### Work instructions:
The answer should hold only the line with "<point>582,283</point>" and each line after it through the last line of the material, exactly.

### Given data:
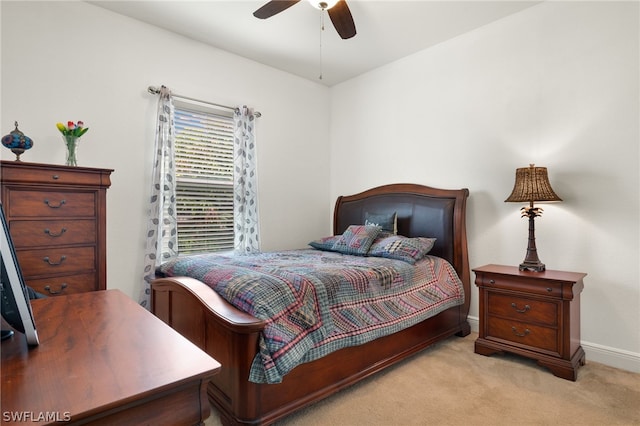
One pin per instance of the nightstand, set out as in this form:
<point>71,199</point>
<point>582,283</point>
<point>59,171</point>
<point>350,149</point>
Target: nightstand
<point>533,314</point>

### Response:
<point>582,283</point>
<point>59,171</point>
<point>350,149</point>
Target: nightstand
<point>533,314</point>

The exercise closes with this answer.